◆ **WHAT NEEDS TO BE DONE**
Reproduce the material verbatim from its first line through the line that contains "112L266 111L265 103L201", with both ends included, and leave the pictures out.

┄┄┄┄┄┄┄┄┄┄┄┄┄┄┄┄┄┄┄┄

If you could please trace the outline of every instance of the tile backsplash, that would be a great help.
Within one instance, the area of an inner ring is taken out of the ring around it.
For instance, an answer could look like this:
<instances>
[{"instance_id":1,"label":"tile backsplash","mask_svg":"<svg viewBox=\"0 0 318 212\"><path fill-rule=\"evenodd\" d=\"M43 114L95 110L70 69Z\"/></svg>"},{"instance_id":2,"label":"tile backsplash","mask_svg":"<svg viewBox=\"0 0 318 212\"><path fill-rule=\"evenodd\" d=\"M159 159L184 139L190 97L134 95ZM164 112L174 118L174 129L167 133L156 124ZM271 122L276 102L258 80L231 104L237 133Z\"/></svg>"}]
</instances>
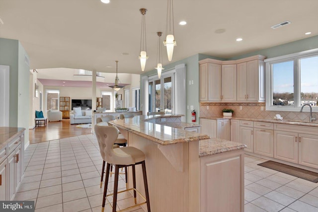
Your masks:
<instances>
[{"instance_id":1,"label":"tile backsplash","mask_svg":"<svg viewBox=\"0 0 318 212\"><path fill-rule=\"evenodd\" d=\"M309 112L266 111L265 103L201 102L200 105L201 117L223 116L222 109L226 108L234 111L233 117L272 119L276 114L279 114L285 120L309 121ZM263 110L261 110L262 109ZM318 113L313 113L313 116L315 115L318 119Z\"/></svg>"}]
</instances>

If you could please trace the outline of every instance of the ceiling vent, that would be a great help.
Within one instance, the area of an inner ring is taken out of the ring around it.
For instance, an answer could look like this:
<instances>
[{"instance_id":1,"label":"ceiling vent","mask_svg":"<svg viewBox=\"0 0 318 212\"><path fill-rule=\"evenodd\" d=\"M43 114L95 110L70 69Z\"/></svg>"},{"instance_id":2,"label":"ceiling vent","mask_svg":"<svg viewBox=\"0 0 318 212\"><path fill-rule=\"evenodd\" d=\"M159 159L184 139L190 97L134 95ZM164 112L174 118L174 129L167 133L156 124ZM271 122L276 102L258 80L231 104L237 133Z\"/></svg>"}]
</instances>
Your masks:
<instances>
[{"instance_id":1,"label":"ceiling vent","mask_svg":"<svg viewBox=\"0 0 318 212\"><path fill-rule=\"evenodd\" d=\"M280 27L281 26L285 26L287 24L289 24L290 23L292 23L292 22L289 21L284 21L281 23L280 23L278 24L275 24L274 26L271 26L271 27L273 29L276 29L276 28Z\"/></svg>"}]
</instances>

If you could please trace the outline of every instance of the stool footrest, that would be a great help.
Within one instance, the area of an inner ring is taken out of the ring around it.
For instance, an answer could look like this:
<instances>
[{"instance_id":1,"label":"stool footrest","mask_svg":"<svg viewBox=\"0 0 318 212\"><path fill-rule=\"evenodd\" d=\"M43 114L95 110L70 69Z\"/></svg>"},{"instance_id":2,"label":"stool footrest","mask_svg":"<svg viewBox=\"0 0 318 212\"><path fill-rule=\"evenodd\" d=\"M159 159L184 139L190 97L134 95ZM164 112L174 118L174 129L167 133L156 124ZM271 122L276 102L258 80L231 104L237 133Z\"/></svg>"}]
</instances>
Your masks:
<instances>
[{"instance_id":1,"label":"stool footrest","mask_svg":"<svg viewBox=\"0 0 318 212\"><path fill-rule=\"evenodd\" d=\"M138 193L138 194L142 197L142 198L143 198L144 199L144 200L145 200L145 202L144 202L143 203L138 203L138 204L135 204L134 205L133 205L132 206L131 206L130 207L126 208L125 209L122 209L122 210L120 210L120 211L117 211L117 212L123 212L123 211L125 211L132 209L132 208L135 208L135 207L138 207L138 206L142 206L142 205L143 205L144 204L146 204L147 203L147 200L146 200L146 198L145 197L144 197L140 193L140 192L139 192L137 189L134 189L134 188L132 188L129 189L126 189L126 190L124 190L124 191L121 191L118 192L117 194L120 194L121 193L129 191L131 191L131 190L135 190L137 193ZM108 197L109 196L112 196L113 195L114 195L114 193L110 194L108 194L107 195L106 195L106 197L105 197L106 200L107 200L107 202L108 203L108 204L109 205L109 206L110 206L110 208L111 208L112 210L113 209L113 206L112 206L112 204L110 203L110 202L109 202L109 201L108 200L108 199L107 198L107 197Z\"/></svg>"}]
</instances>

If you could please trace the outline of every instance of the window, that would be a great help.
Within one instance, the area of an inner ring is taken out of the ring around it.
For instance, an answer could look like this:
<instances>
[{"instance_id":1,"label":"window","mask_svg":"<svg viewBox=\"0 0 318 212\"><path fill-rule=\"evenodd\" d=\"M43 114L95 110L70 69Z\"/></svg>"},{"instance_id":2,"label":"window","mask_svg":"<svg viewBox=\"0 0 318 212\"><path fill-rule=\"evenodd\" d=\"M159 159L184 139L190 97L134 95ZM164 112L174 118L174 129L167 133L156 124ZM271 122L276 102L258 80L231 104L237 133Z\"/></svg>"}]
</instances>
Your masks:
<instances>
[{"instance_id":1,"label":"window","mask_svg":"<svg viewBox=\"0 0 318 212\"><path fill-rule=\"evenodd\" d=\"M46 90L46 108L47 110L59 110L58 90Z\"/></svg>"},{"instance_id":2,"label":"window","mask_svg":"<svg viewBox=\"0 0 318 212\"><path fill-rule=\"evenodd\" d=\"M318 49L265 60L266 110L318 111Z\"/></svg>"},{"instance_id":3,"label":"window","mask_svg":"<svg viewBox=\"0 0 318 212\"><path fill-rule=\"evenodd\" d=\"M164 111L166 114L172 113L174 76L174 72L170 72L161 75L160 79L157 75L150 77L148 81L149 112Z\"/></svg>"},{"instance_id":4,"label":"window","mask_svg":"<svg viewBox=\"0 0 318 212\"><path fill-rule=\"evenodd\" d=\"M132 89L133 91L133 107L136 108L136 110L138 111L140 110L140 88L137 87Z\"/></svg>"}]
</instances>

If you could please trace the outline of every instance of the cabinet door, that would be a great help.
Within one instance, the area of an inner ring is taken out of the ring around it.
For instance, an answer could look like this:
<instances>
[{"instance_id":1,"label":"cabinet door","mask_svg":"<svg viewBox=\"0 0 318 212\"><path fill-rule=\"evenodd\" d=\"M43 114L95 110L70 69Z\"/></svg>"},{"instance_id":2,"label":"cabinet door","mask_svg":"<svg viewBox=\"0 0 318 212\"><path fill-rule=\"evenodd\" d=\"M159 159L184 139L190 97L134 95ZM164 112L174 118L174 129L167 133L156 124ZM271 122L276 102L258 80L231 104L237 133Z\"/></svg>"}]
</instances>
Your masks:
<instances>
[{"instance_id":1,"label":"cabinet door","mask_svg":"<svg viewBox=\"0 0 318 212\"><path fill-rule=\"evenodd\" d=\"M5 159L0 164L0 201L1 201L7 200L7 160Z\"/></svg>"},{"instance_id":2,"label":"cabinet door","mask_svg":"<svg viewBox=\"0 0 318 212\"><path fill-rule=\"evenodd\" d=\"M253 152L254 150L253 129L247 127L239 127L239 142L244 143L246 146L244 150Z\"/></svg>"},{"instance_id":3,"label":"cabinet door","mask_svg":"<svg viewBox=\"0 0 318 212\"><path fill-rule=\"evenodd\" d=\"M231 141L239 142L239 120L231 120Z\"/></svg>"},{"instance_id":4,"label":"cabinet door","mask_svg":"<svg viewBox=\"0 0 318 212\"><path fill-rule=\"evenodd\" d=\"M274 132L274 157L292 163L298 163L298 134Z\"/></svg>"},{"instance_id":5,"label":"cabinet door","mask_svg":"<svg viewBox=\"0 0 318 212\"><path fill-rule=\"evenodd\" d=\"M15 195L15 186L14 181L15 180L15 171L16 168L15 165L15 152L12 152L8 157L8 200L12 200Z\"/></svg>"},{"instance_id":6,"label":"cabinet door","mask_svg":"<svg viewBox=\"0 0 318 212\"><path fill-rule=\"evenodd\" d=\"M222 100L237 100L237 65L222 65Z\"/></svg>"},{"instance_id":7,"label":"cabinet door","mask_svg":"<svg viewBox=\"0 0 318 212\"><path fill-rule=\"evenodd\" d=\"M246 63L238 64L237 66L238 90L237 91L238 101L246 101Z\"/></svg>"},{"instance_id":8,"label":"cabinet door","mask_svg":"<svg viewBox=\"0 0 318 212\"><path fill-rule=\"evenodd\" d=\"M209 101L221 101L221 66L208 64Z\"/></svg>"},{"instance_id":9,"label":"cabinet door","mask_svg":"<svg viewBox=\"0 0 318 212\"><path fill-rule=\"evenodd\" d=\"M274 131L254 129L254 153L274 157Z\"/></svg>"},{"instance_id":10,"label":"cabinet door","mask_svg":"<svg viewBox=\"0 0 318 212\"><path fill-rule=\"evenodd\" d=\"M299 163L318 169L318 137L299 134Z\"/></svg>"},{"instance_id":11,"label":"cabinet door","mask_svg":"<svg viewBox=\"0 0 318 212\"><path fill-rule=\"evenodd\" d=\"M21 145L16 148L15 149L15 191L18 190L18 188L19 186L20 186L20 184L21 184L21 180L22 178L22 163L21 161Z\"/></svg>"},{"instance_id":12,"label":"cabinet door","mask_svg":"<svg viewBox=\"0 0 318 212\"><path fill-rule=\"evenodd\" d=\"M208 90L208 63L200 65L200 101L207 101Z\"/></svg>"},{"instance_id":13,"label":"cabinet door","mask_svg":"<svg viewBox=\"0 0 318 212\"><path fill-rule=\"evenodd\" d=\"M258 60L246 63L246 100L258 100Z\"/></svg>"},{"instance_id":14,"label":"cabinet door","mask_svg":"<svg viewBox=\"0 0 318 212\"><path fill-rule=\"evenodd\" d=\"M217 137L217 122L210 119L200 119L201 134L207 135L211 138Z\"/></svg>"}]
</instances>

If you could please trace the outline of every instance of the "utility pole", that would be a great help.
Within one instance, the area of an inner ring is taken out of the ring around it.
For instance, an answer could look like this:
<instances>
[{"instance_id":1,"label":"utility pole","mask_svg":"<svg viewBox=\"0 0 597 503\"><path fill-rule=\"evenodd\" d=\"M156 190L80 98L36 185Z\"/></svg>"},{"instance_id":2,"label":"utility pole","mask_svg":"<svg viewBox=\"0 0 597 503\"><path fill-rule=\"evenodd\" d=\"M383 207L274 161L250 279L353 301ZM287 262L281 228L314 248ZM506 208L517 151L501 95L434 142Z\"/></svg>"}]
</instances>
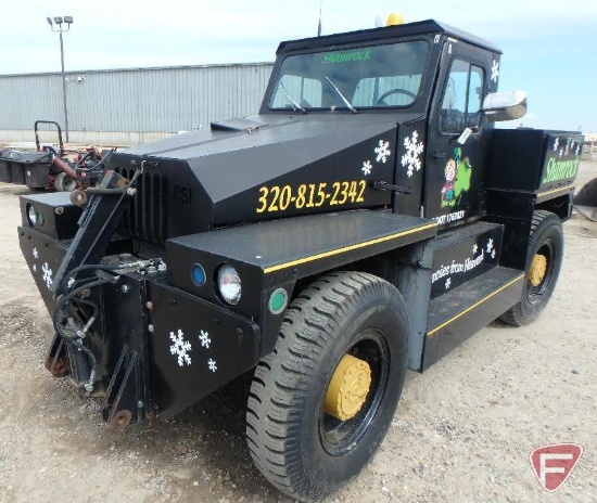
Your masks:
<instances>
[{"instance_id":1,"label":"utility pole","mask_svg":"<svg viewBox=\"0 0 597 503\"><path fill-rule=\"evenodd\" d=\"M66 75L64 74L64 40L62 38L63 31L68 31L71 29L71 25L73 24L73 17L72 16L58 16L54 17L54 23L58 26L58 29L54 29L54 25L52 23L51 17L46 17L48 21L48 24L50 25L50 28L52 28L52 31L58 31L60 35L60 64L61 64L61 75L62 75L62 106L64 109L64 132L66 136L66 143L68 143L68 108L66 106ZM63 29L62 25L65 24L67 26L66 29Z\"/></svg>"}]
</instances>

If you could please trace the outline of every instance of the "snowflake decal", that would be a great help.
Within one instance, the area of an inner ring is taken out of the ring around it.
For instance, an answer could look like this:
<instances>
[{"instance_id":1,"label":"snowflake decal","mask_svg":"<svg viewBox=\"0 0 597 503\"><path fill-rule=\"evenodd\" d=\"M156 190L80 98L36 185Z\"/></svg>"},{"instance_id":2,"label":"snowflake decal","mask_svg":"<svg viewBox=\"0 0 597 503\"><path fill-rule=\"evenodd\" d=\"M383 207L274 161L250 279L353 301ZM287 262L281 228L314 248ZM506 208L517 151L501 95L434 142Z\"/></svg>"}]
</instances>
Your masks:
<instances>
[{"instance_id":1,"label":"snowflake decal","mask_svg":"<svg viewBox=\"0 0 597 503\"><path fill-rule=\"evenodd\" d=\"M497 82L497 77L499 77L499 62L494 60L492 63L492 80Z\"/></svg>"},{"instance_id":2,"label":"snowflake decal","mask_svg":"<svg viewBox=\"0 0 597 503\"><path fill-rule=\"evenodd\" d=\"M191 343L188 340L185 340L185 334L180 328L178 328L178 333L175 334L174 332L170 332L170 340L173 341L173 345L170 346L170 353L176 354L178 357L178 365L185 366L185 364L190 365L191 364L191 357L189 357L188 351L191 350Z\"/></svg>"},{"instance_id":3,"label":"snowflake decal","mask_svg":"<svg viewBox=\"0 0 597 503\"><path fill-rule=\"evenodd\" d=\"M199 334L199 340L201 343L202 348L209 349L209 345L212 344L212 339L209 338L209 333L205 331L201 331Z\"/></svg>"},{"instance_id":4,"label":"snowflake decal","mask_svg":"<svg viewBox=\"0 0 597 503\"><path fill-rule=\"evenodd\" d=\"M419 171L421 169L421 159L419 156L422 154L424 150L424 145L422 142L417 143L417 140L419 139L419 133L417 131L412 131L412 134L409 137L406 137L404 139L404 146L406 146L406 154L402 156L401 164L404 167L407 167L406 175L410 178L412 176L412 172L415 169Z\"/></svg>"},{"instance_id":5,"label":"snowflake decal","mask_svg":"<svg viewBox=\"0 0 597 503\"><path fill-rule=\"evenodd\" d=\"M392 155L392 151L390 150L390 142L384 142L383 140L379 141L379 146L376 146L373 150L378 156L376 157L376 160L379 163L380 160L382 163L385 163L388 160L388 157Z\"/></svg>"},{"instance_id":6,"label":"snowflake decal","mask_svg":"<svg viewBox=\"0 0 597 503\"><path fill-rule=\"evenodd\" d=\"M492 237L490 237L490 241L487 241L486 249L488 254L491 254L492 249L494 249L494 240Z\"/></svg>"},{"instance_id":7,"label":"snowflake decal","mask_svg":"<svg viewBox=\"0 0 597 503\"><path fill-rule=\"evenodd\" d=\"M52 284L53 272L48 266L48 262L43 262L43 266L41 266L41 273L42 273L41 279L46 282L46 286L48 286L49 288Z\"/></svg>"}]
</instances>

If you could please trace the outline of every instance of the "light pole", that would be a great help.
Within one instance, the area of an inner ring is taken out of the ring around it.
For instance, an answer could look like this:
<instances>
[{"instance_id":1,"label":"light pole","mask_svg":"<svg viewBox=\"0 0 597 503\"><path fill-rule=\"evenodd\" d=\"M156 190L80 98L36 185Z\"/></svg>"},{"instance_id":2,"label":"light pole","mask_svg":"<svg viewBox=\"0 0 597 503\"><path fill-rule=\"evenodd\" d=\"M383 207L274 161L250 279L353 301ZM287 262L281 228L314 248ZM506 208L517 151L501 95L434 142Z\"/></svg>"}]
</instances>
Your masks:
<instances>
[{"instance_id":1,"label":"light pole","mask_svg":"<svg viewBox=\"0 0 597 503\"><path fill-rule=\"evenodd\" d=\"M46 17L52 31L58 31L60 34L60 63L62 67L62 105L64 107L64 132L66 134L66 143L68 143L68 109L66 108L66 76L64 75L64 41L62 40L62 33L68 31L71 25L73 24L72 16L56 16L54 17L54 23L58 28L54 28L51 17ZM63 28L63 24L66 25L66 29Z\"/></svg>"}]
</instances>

┄┄┄┄┄┄┄┄┄┄┄┄┄┄┄┄┄┄┄┄

◆ **OUTPUT**
If you could please trace the outline of every instance of the tile backsplash, that would be a great help.
Within one instance, the area of an inner ring is taken out of the ring around it.
For instance, an answer could look like this:
<instances>
[{"instance_id":1,"label":"tile backsplash","mask_svg":"<svg viewBox=\"0 0 318 212\"><path fill-rule=\"evenodd\" d=\"M43 114L95 110L70 69Z\"/></svg>"},{"instance_id":2,"label":"tile backsplash","mask_svg":"<svg viewBox=\"0 0 318 212\"><path fill-rule=\"evenodd\" d=\"M159 159L184 139L190 97L134 95ZM164 112L174 118L174 129L167 133L156 124ZM271 122L276 102L258 80L231 104L237 133Z\"/></svg>"}]
</instances>
Your masks:
<instances>
[{"instance_id":1,"label":"tile backsplash","mask_svg":"<svg viewBox=\"0 0 318 212\"><path fill-rule=\"evenodd\" d=\"M309 112L266 111L265 103L201 102L200 105L201 117L223 116L222 109L226 108L234 111L233 117L272 119L276 114L279 114L285 120L309 121ZM263 110L261 110L262 109ZM318 113L313 113L313 116L315 115L318 119Z\"/></svg>"}]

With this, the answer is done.